Getty ended his short-term premiership in a personal and political crisis. His son was busted dealing cocaine (after his parole he was hired by Tory Bagman Ron Southern of ATCO as favour to Getty), his reputation was besmirched by the party as having been a lame duck premier. The knives were out after Getty lost his seat in Edmonton to a Liberal and hadto run in Stettler in a safe seat to retain his party leadership. Getty continued to be attacked by the opposition as well as by party insiders, in particular by leadership candidate Ralph Klein. The Liberals who had not been on the Alberta political map since they lost to the United Farmers at the beginning of the 1920’s had been revived as a centre right party to contest the Tories domination of the Alberta political map.
Under Getty the party lost a record number of seats to the NDP and Liberals, and the PC’s forced Getty out. In a closely fought leadership race between Edmonton MLA Nancy Betkowski (who would later become a lame duck leader of the Liberals) and former Calgary Mayor and boozing good old boy Ralph Klein, Getty was attacked for having created a fiscal crisis in the government.
In reality Getty had primed the pump in a good old-fashioned Keynesian attempt to forestall the worst crisis the province had seen since the Great Depression.
And the Depression was a memory in the province that still brought shivers to those who had lived through it. It was this memory that had kept the Socreds in power for 35 years, it would be the NEP that would be blamed for the crisis Getty faced. Albertans have long memories of those who done them wrong and those who saved them. In the Depression it was the Socreds that challenged the ‘eastern bastards’ in Ottawa as Klein called them, after the NEP fiasco it was the Tories who challenged Ottawa. To this day Klein uses Ottawa bashing to gather round the wagons and the mere whisper of NEP is enough to silence provincial opposition politicians and federal politicians as well.

[DATA]
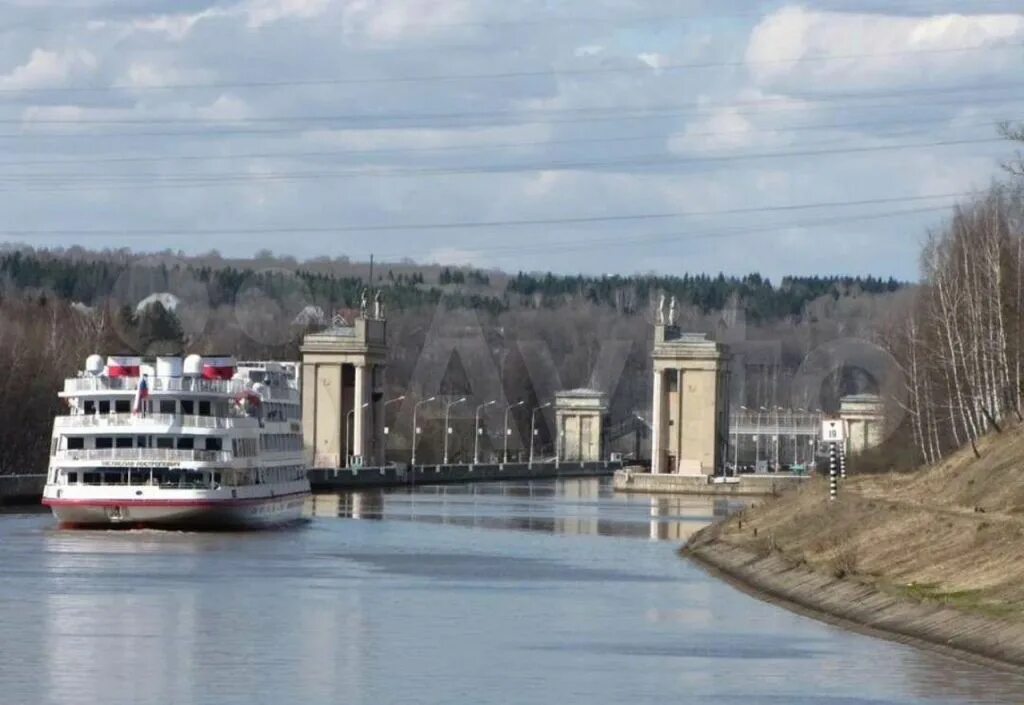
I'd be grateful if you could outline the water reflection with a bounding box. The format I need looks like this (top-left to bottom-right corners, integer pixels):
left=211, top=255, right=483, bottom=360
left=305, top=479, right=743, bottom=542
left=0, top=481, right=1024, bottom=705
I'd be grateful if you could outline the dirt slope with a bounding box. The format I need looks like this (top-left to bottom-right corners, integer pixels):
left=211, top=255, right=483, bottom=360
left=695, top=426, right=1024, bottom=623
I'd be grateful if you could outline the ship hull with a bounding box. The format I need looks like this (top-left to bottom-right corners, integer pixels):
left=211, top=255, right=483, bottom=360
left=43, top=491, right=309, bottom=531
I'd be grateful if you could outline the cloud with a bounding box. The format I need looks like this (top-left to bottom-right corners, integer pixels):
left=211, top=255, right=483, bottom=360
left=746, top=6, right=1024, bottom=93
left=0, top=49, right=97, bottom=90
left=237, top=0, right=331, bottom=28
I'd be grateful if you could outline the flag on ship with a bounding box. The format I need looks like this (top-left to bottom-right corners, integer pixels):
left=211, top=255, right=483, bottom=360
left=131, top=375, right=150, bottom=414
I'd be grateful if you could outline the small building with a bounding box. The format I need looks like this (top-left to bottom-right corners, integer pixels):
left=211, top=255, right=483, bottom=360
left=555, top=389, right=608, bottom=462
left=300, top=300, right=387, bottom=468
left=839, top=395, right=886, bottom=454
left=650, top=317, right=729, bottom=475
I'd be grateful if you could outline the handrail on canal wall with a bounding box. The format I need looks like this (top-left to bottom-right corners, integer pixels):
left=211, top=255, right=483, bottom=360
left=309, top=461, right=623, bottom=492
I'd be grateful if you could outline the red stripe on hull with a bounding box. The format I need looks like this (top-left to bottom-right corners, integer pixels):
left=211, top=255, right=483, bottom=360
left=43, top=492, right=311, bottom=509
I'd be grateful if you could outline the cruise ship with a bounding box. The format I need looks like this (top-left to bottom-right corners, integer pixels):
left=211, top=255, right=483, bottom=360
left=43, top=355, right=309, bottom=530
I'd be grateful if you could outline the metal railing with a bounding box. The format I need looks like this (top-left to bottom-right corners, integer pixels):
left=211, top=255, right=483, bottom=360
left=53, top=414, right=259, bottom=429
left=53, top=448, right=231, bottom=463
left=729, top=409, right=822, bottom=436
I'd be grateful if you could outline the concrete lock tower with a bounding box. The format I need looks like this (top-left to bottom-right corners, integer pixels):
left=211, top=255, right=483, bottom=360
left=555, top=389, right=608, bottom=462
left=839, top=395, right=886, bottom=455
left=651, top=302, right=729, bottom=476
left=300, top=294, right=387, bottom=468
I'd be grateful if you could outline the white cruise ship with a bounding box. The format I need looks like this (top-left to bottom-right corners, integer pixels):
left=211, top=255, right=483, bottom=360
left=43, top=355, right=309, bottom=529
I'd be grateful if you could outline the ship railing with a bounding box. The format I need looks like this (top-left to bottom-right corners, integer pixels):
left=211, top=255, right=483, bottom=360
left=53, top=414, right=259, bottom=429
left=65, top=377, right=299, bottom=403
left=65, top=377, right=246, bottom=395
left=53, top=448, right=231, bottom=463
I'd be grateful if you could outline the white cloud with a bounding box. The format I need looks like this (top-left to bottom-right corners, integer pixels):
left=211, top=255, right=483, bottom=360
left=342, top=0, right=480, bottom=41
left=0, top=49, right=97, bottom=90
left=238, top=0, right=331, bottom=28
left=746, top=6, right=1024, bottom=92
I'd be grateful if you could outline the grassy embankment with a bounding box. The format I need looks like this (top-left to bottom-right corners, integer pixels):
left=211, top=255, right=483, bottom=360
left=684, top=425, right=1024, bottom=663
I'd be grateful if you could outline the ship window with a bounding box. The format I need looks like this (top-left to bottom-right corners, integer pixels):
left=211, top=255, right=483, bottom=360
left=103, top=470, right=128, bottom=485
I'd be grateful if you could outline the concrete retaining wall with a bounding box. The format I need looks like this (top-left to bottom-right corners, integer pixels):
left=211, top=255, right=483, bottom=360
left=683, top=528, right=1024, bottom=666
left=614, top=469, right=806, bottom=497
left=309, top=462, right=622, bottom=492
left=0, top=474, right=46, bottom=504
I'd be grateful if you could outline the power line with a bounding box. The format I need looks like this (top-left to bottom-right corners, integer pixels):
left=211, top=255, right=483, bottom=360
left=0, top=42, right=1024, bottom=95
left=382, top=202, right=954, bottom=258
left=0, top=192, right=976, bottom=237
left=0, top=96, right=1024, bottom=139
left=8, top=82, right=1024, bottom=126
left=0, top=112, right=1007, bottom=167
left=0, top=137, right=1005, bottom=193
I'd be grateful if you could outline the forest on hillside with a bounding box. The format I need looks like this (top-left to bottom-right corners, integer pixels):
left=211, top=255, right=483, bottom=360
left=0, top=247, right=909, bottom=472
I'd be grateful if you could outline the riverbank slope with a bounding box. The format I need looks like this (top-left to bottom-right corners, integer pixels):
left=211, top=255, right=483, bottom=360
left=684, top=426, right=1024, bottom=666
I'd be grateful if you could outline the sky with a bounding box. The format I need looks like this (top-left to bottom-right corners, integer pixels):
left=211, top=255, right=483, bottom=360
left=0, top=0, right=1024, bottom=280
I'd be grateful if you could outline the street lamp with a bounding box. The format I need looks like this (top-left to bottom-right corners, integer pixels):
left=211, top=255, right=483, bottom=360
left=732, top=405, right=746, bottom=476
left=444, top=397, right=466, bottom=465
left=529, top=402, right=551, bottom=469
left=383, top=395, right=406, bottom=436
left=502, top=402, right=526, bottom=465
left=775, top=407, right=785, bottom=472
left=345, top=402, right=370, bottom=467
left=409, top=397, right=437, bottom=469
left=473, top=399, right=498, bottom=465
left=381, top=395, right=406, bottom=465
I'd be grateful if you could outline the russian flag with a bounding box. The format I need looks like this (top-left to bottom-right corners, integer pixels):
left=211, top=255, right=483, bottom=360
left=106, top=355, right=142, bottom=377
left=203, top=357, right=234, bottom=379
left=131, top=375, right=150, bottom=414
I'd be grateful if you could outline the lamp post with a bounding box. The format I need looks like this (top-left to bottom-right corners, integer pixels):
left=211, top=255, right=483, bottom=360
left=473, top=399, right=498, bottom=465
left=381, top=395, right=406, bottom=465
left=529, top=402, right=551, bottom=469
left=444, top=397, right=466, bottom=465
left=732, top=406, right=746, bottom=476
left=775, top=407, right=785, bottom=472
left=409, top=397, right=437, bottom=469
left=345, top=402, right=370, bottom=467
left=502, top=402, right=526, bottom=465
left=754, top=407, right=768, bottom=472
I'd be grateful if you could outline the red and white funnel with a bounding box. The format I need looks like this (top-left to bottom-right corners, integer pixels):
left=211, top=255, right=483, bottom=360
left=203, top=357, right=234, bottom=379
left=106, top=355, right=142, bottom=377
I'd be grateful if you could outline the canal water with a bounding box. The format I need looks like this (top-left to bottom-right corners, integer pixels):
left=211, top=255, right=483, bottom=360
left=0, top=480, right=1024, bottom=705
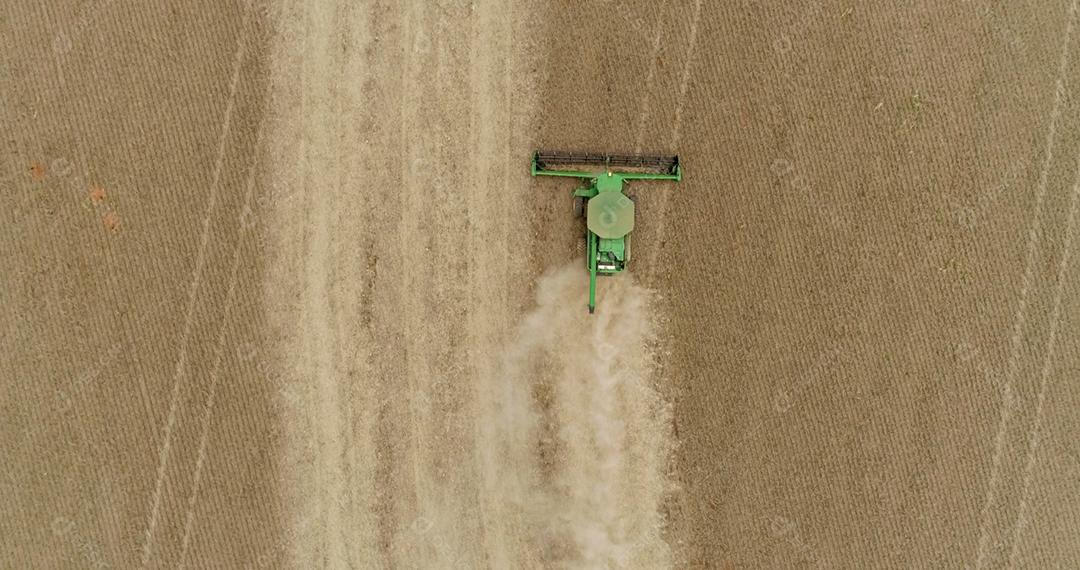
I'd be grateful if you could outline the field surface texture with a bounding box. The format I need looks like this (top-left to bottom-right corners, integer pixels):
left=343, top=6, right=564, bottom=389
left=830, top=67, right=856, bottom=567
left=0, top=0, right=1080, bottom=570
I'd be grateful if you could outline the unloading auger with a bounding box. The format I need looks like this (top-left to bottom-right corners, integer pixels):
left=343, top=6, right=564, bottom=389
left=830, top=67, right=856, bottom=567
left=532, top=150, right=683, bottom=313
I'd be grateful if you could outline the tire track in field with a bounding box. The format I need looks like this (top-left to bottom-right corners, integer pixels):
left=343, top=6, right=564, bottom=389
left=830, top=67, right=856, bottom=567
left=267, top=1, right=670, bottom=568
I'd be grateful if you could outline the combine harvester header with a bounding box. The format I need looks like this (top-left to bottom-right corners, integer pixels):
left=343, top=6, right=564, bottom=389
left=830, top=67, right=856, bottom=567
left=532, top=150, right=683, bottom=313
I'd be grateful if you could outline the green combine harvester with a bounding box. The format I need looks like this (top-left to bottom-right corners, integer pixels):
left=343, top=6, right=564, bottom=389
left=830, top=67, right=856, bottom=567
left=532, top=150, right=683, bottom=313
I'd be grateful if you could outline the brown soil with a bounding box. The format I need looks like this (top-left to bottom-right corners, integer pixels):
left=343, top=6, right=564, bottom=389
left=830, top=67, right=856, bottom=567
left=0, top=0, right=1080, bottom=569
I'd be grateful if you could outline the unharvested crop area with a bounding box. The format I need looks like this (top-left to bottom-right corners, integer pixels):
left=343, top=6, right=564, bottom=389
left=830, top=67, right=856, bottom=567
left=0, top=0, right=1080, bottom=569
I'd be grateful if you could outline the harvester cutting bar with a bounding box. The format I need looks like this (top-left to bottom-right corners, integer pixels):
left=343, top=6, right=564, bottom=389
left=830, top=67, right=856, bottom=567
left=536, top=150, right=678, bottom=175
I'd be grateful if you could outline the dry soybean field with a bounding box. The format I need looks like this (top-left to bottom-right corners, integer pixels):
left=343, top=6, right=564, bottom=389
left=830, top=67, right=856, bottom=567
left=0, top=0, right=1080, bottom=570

[WORK INSTRUCTIONS]
a) Answer these from the text on Getty's premiership:
(i) Where did Getty run to keep his party leadership after losing his Edmonton seat?
(ii) How many years had the memory of the Depression kept the Socreds in power?
(iii) What office had Ralph Klein held before the leadership race?
b) In one to three sentences, explain the reason the text on Getty's premiership gives for Getty priming the pump.
c) Pick up the text on Getty's premiership after its last sentence and continue it.
None of the data is needed here.

[WRITTEN ANSWERS]
a)
(i) In a safe seat in Stettler.
(ii) 35 years.
(iii) Mayor of Calgary.

b) Getty primed the pump in an old-fashioned Keynesian attempt to forestall the worst crisis the province had seen since the Great Depression. The text presents this as the reality behind the charge that he had created a fiscal crisis in the government.

c)
Klein won the leadership race by Getty bashing, and in no small way Edmonton bashing. If Ottawa bashing won votes in Alberta, Edmonton bashing was equally a winner in the rest of the province.
Obviously Edmonton as the Capital of the province was like Ottawa a government town, though in fact it is the largest working class city in the province, full of tax and spend bureaucrats, government workers and folks who don’t know how to balance a budget. The Tories returned to their roots in electing Klein, and once again became the Party of Calgary.
The next test of the Party of Calgary came in the provincial election of that year, which saw former Edmonton Mayor Lawrence Decore leading a revived Liberal Party face off against former Calgary Mayor Ralph Klein leading the Party of Calgary. The NDP had been the official opposition for the first time in it’s history prior to the election, but by the end of the election were wiped off the map.
Like the rest of the country and in fact the rest of the world, the province was facing a short-term deficit which was increasing the provincial debt. All levels of government were facing increasing debt as corporations and foreign investors began divesting themselves of bonds in order to have access to cash.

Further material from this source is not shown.